Leaving the images aside, print every record in the material exactly.

◇ ◇ ◇ ◇ ◇ ◇ ◇

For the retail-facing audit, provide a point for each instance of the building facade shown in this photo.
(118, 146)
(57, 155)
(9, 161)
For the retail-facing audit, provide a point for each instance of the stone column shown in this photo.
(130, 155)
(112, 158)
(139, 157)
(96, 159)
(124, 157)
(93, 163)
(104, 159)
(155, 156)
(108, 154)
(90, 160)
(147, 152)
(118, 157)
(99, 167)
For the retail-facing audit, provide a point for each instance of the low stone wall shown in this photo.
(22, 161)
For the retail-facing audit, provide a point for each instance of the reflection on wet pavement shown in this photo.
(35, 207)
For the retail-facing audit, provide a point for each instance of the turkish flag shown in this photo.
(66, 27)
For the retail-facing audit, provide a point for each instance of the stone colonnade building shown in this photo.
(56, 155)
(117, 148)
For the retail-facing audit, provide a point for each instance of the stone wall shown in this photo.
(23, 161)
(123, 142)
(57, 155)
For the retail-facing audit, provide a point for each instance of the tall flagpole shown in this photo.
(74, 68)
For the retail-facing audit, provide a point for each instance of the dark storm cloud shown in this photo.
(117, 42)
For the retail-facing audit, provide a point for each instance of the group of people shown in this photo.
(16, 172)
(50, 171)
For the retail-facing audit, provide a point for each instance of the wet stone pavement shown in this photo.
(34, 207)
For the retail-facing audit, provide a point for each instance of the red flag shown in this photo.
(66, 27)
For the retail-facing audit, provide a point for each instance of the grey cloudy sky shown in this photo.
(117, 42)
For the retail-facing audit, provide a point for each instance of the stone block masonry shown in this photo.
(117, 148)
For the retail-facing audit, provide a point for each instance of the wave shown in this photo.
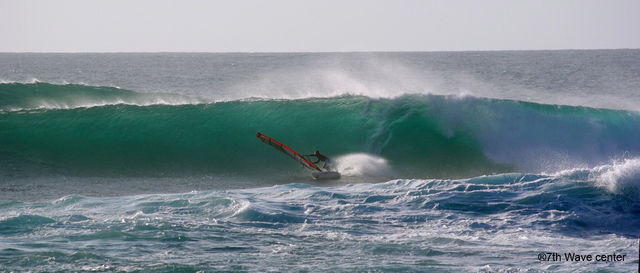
(38, 95)
(134, 133)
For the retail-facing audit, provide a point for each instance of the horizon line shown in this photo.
(311, 52)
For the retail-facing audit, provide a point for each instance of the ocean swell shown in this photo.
(412, 135)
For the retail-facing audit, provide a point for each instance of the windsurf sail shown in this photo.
(288, 151)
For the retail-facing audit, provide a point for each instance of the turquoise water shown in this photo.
(451, 162)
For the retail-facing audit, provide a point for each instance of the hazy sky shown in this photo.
(333, 25)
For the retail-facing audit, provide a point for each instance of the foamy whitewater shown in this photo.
(451, 162)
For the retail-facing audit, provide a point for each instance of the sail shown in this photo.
(288, 151)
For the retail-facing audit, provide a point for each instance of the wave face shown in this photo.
(410, 225)
(131, 133)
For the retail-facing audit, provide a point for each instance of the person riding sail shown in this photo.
(320, 157)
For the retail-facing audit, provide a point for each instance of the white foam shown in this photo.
(618, 176)
(361, 164)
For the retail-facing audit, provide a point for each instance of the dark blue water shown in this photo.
(451, 162)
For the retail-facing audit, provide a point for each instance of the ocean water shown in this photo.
(451, 162)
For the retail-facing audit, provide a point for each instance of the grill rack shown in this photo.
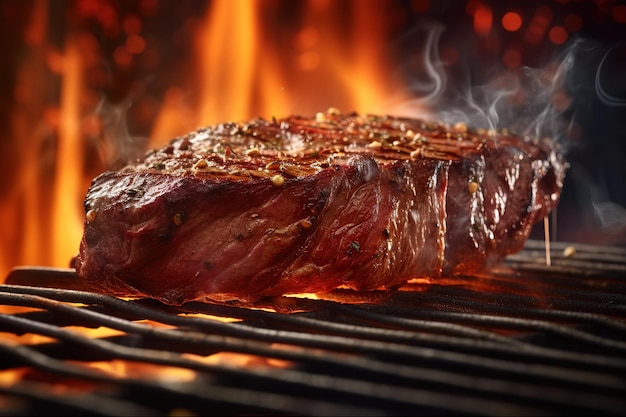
(525, 339)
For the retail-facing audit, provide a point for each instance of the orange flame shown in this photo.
(242, 66)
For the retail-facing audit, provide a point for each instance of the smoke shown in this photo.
(117, 146)
(612, 63)
(572, 96)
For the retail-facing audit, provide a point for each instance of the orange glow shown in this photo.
(483, 19)
(235, 71)
(69, 167)
(558, 35)
(538, 25)
(135, 44)
(511, 21)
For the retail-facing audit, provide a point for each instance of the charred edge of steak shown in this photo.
(242, 211)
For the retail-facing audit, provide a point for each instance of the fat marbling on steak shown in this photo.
(242, 211)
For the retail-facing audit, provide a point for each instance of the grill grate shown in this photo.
(525, 339)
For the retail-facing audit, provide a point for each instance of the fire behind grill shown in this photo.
(526, 339)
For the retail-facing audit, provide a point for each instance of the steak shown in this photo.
(243, 211)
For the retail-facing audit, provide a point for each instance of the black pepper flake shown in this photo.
(135, 192)
(354, 247)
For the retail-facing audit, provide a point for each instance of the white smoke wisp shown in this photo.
(526, 101)
(616, 53)
(117, 146)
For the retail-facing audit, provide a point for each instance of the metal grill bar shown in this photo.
(468, 345)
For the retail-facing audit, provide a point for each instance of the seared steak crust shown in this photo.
(241, 211)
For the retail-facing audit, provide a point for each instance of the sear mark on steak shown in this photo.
(242, 211)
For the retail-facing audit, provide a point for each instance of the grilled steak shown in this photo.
(242, 211)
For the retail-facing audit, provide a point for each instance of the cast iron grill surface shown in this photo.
(525, 339)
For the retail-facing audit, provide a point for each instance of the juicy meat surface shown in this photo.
(242, 211)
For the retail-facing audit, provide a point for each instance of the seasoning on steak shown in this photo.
(242, 211)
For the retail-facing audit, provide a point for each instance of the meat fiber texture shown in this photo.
(243, 211)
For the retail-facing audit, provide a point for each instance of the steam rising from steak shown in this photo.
(242, 211)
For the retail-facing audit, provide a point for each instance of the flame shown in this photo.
(237, 71)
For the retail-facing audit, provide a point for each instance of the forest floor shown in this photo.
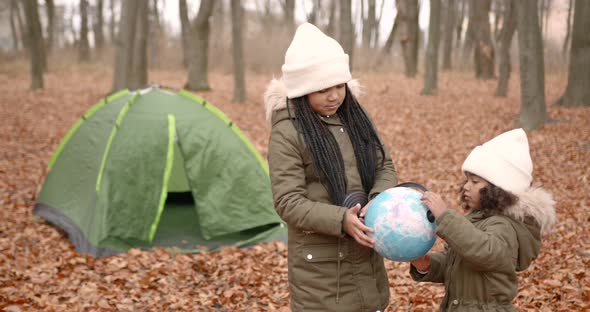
(429, 137)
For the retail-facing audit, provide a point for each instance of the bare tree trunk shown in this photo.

◇ ◇ ◇ ◇ ◇ ◇ ◇

- **OUTPUT OF THE TASK**
For the retail-facing audit, provide a point for each instance of the building facade shown in this photo.
(118, 146)
(57, 155)
(9, 161)
For the retail-facing audit, provide a point for each instance of the stone column shown in this photo.
(130, 155)
(112, 158)
(139, 157)
(96, 159)
(124, 157)
(93, 163)
(104, 159)
(155, 156)
(108, 154)
(90, 160)
(147, 152)
(118, 157)
(99, 167)
For the retail-facing audit, provide a point for each instance of the low stone wall shown in this photo.
(22, 161)
For the retail-facing audit, provide a point for each instance of the reflection on wet pavement shown in this photo.
(35, 207)
For the retail-facing audit, provide a point for each instance of the turkish flag shown in this photo.
(66, 27)
For the retail-facing audit, provide a point for each instance of the stone colonnade building shown in this photo.
(56, 155)
(117, 148)
For the retail-facing audit, provide a point for each instance of the stone wall shown in this photo.
(23, 161)
(123, 142)
(57, 155)
For the retail-facing audit, provide a point for each instance of the tall flagpole shown in this photo.
(74, 68)
For the retail-facing audit, provide a point for each instance of the dark storm cloud shown in this photo.
(117, 42)
For the retail-facing audit, provide a point for each instance of the group of people shown in this photo.
(16, 172)
(50, 171)
For the retail-facing audit, provide a point for each instance of the wet stone pavement shown in this photo.
(34, 207)
For the retail-facing audit, provide a point for each instance of the red flag shown in this photo.
(66, 27)
For the retail-facing audit, provide a point for each instance of the grey cloudy sky shown in this photo.
(117, 42)
For the retail-facing audit, provide a point for each instance of the stone block masonry shown in this photo.
(117, 148)
For the retail-facing audit, provide a point for each instance of the wave shown in this photo.
(38, 95)
(134, 133)
For the retail-facing audit, provide a point for each instance of the horizon line shown in this photo.
(311, 52)
For the retail-facing audit, provide a point for each instance of the ocean swell shown in this photo.
(412, 135)
For the retail-facing audit, provide a point for each instance of the windsurf sail shown in this photo.
(288, 151)
For the retail-facing audit, provide a point for each instance of the turquoise water shown in this photo.
(451, 162)
For the retail-facing audit, provide a point for each instance of the hazy sky shown in this photo.
(333, 25)
For the retail-facing audit, provide a point for each instance of the foamy whitewater shown in this photo.
(451, 162)
For the retail-facing audit, provide a point for each instance of the sail shown in this photo.
(288, 151)
For the retail-facing audit, provide a point for each instance of the wave face shown in this photo.
(410, 225)
(131, 133)
For the retail-facing audit, provide a point for each instance of the person riding sail shown in this photo.
(320, 157)
For the retail-facing audit, provide a point for each instance of the white foam shown in this photo.
(618, 176)
(361, 164)
For the retail-facing audit, provide a point for each instance of the dark blue water shown in this photo.
(451, 162)
For the retail-facing audit, provide a point for each instance of the ocean water shown in this photo.
(451, 162)
For the retail-facing audit, provide a point for each instance of the grill rack shown in this photo.
(525, 339)
For the retail-facing audit, provide a point for each instance of the orange flame shown in this photo.
(242, 66)
For the retail-facing audit, provide a point for each instance of the smoke shown in this photo.
(117, 146)
(612, 63)
(572, 96)
For the retail-facing audit, provide a point for each instance of the orange glow shown in this photo.
(483, 19)
(235, 71)
(69, 167)
(558, 35)
(538, 25)
(135, 44)
(511, 21)
For the retail-facing audit, provide a point for each instance of the charred edge of steak shown in this photo.
(242, 211)
For the retail-facing audit, provide a point for each instance of the fat marbling on steak shown in this photo.
(242, 211)
For the retail-facing audit, provide a point for each instance of the grill grate shown in this photo.
(525, 339)
For the retail-facing audit, provide a point for each instance of the fire behind grill shown in this photo.
(526, 339)
For the retail-facing audit, provide a point for each instance of the steak shown in this photo.
(243, 211)
For the retail-facing audit, provide a point for each instance of the black pepper flake shown in this photo.
(135, 192)
(354, 247)
For the retail-facing audit, provide a point for each instance of the white smoke wisp shown in this photo.
(526, 101)
(616, 53)
(117, 146)
For the retail-facing audit, provide a point for each instance of the metal grill bar shown in this photo.
(468, 345)
For the retail-facing audit, provide a point for each instance of the seared steak crust shown in this photo.
(241, 211)
For the retail-facing audit, provide a point for each instance of the sear mark on steak shown in this photo.
(242, 211)
For the retail-facing audit, provide a point for each instance of the grilled steak shown in this photo.
(242, 211)
For the retail-facing audit, provide a point for each instance of the cast iron grill surface shown in this photo.
(525, 339)
For the retail-facing audit, provide a point for each instance of the juicy meat surface shown in this photo.
(242, 211)
For the retail-facing audit, provide a point for each instance of the seasoning on steak shown in this photo.
(242, 211)
For the retail-facing audit, provide a point for each instance of the meat fiber texture shown in this photo.
(243, 211)
For the retail-facing audit, provide a point for each instance of the steam rising from steak shown in this photo.
(242, 211)
For the retail-facing audit, provide a point for each instance of the flame shown in this photo.
(237, 71)
For the retail-facing audit, provide a point for each instance of the forest floor shown in this photo.
(429, 137)
For the retail-facing audit, provide a point for each instance of the bare tree trunk shown in this photo.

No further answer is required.